Task: In the copy, include no images. Reproduce the entries exactly.

Data for this exercise:
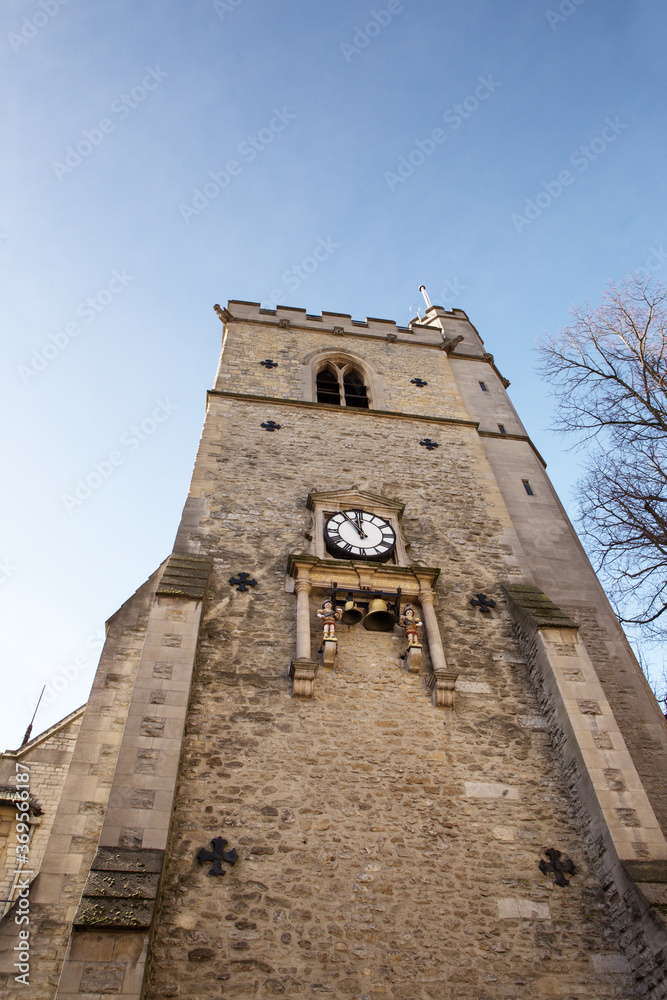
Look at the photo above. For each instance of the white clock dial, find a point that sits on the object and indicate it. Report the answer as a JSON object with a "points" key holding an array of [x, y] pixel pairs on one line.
{"points": [[358, 534]]}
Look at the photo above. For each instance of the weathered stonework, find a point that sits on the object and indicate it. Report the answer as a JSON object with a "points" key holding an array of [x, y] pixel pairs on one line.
{"points": [[386, 847]]}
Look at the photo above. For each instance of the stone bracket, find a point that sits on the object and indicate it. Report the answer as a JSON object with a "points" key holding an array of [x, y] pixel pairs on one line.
{"points": [[441, 684], [185, 576], [303, 673], [121, 889]]}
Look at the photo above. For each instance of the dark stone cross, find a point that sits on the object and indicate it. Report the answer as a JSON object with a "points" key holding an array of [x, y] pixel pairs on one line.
{"points": [[556, 866], [483, 602], [217, 856]]}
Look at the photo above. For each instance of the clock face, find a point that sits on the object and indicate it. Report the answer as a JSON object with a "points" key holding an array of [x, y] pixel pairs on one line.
{"points": [[357, 534]]}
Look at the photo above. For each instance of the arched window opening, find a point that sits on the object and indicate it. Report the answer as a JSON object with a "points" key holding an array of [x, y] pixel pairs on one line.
{"points": [[355, 390], [328, 390], [341, 385]]}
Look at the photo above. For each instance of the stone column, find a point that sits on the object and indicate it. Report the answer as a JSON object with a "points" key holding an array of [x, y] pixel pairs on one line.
{"points": [[303, 670], [302, 588], [442, 681]]}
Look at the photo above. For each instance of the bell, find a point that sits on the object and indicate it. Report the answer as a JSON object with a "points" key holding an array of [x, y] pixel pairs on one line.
{"points": [[352, 615], [378, 618]]}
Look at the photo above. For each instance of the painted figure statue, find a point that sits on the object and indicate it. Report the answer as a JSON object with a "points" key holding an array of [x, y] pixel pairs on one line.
{"points": [[410, 624], [329, 618]]}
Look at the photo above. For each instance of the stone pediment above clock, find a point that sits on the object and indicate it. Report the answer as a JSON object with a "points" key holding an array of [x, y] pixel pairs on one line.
{"points": [[377, 515], [354, 497]]}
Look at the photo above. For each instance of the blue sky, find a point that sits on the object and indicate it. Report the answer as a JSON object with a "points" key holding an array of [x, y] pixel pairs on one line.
{"points": [[117, 113]]}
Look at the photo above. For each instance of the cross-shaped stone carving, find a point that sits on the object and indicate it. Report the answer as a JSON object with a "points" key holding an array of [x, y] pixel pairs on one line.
{"points": [[483, 602], [557, 866], [242, 582], [217, 856]]}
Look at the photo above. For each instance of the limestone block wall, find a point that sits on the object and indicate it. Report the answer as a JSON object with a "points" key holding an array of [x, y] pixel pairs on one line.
{"points": [[46, 760], [386, 848], [55, 893]]}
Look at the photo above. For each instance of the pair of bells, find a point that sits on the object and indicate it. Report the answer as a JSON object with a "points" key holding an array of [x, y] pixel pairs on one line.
{"points": [[377, 619]]}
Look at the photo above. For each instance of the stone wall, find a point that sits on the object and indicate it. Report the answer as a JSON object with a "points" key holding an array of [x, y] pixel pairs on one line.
{"points": [[387, 848], [46, 759], [56, 891]]}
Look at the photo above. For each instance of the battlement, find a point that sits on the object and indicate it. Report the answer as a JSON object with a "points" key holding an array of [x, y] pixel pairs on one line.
{"points": [[428, 329]]}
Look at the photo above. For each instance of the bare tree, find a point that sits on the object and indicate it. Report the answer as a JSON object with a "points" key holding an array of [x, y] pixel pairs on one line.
{"points": [[608, 371]]}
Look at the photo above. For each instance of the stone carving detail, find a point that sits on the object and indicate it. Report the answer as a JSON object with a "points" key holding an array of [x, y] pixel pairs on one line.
{"points": [[224, 315], [450, 344], [410, 623], [329, 616], [482, 602], [557, 865], [242, 581], [217, 856]]}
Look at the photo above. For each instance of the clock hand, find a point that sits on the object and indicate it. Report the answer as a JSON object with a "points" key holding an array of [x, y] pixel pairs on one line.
{"points": [[358, 529]]}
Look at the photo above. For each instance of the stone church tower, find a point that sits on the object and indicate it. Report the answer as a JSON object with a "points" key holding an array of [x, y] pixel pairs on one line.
{"points": [[469, 804]]}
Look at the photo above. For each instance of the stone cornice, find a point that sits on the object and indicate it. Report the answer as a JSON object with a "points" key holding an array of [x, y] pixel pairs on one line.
{"points": [[390, 414]]}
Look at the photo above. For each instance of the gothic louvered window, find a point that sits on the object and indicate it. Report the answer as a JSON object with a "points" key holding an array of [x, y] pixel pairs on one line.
{"points": [[341, 385], [328, 390]]}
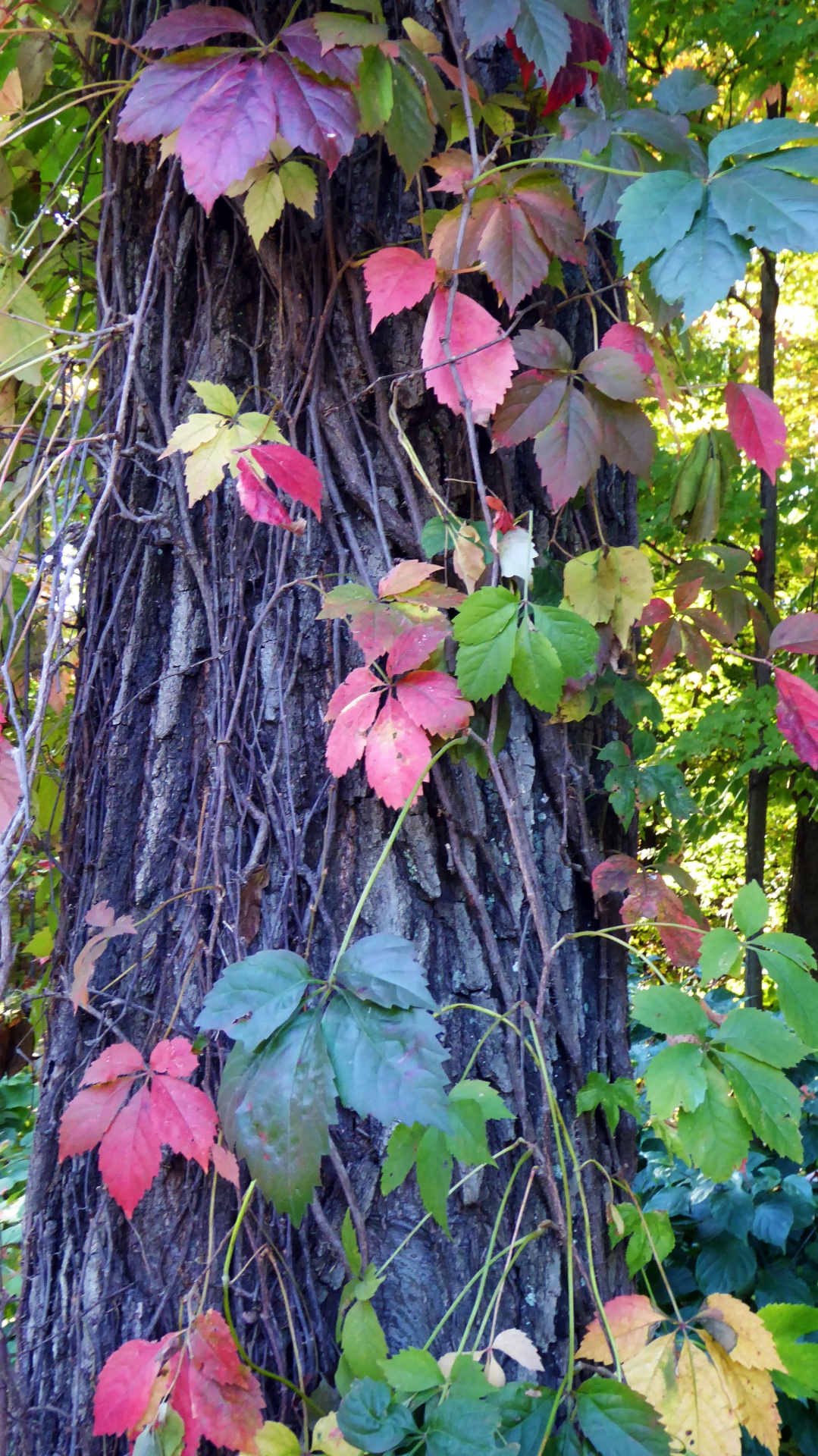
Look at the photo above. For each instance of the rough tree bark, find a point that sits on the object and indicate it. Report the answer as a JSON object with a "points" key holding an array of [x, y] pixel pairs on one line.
{"points": [[199, 799]]}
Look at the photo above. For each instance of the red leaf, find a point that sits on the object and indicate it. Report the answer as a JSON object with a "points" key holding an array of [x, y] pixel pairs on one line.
{"points": [[165, 93], [259, 501], [183, 1117], [396, 278], [757, 425], [414, 647], [224, 1164], [174, 1056], [291, 472], [126, 1383], [9, 785], [433, 701], [89, 1116], [797, 715], [348, 737], [568, 450], [487, 375], [405, 577], [194, 25], [396, 755], [229, 130], [798, 634], [120, 1060], [130, 1153]]}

Task response:
Look at the photo above. For each instance of the white clock dial, find a point that sits on the object and indicate it. Report the answer as a JSON object with a "points" key holding an array of [x, y] pixel pairs on one line.
{"points": [[358, 534]]}
Look at the photo above. For each instance of the weathered stonework, find a point that sits on the object and indicate it. Report the answer as a JSON object with a "points" key holding an array of [x, y] pixel pairs on one line.
{"points": [[386, 847]]}
Look at the photo above. For each instance of the stone bracket, find a point that sits on the object and indicate it. Report the answer as a JSON object with a "points" key holding an array of [x, y] pixel pairs on one line.
{"points": [[441, 684], [185, 576], [303, 673], [121, 889]]}
Look at the photo above. For each instance of the dark stone cross, find a point that sits on the object and indicate it. Report the answer as a JSON object with a "points" key holding an array of [x, y] pixel pairs on one line.
{"points": [[556, 866], [483, 602], [217, 856]]}
Look at the photo above. For each instance of the clock face, find a point that sits on the object and indicate it. Report the answer as a JSON object with a "points" key holding an array of [x, y] pixel pairs on one line.
{"points": [[357, 534]]}
Look at the photo above. For each instance of the arched window opening, find a point that sits on the object and indicate it. Report the answer as a JSON object with a "points" key holding an array of [x, y] pixel pairs on one line.
{"points": [[355, 390], [328, 390], [341, 385]]}
Look at the photo above. For each instance of the stone column, find a point that sits on the object and indicate it. Report the answer as a JSON object with a "points" key holding an array of [x, y] pixel pairs on one line.
{"points": [[303, 670], [302, 588], [442, 681]]}
Look at the photo above. For each instance of the bell, find a point that sits on the object and indicate it. Report the answer as a JSON object with a "points" key holding an array of [x, y] pixel pairs on one line.
{"points": [[352, 615], [378, 618]]}
Look at the photo above. For each instance of the painted figure statue, find a point that sits on the object and indicate it. Report the answer as a JSON object with a "points" key holding an array of [x, y] pixel pairs on one line.
{"points": [[410, 624], [329, 618]]}
Look at the photo above. For each instance of the stone pediment above clock, find a point that sits on the object and indicate it. Report the answer as a JSON object with a "points" key holding an array of [x, y] pixel pairs on one line.
{"points": [[377, 515], [354, 497]]}
Look at the photo above. For each instance of the blue sky, find a point that sits on the object and indicate it. Report the answer as a JSON object with a "points" key holding an array of [x, y] pixel pairs on one line.
{"points": [[117, 113]]}
Look at the photo above. For each instance of the cross-shaped stone carving, find a point that sits on the object and indicate it. Report the answer as a JSON object with a "points" key holding an array of [x, y] pixel pairs on one line.
{"points": [[483, 602], [557, 866], [242, 582], [217, 856]]}
Look at the photo above. For each instance of the limestone block wall, find a point that sits on the object and indicate it. Report the answer as a JSON object with a "points" key holding an array of [x, y] pixel pairs on one line.
{"points": [[46, 760], [386, 848], [55, 893]]}
Look at the photo above. For each instance of the pair of bells, find a point that sits on the object and indicate it. Report the answer as a JSON object with a "points" key holding an array of [x, y] pixel pairs on one line.
{"points": [[377, 619]]}
Look at the photo above. For each instance of the stone wall, find a point that sits on the object and indicate it. Report the answer as a JSON object with a "points" key holding an array of [x, y] pixel pairs on one line.
{"points": [[387, 848], [46, 759], [56, 891]]}
Look at the photo above. For each instance of the battlement, find a point that sits on the object and indicate it. Report the answer as a JSON object with a "points" key holding an array of [x, y] pixel pairs on one line.
{"points": [[428, 329]]}
Look at the photo above. For each instance of the bare tree, find a point that sits on the object and indicate it. Report the answer as a JSON object with a "points" key holding an array of [x, y] pixel pairs on one line.
{"points": [[608, 371]]}
Look at the photo above. For each instance of the stone carving detail, find a point that sits on the object and indicate it. Report the answer as a JSON object with a "points" key holding an array of [x, y] pixel pairs on one line.
{"points": [[224, 315], [450, 344], [410, 623], [329, 616], [482, 602], [557, 865], [242, 581], [217, 856]]}
Look at the photo above. For each instance of the clock hand, find a point that sits on the object and indicate it. Report the answer as a JSON object with a "points" key holding an array of [x, y] pixel pairs on one line.
{"points": [[358, 529]]}
Look at the photo above. For each instance of the stone church tower, find a point that sits on the object and indicate it. Report the answer as a JSON object with a "points" key holding an array of [x, y] pixel pairs on one line.
{"points": [[469, 804]]}
Look at the photo above. For each instance of the stone cornice, find a point that sits on the object and indicate it. Report the answer as a JSON object with a "points" key holding an array of [x, y] pixel pairs on one line.
{"points": [[390, 414]]}
Look at the photo above. For each instance of the gothic louvered window, find a point that sits on the object and indicate it. Report the answer as a JSON object with a "points" key holding an array of [x, y] pixel pairs on one line.
{"points": [[341, 385], [328, 390]]}
Look at the photo above. For each instance of the rough tree bark, find a point that sits on the object and indicate it. Report the answer as a JSON object with a "points" key holding an array of [x, y] pixel pairs on one line.
{"points": [[199, 799]]}
Look at the photo above. For each instance of the red leaf, find a point that sits on the object and indicate it. Report the answer as a JSON object with a "points" key holding an array of [x, y] pixel pairs on one line.
{"points": [[165, 93], [259, 501], [183, 1117], [396, 278], [757, 425], [414, 647], [224, 1164], [174, 1056], [291, 472], [126, 1383], [9, 785], [433, 701], [89, 1116], [797, 715], [348, 737], [568, 450], [487, 375], [405, 577], [194, 25], [396, 755], [229, 130], [798, 634], [120, 1060], [130, 1153]]}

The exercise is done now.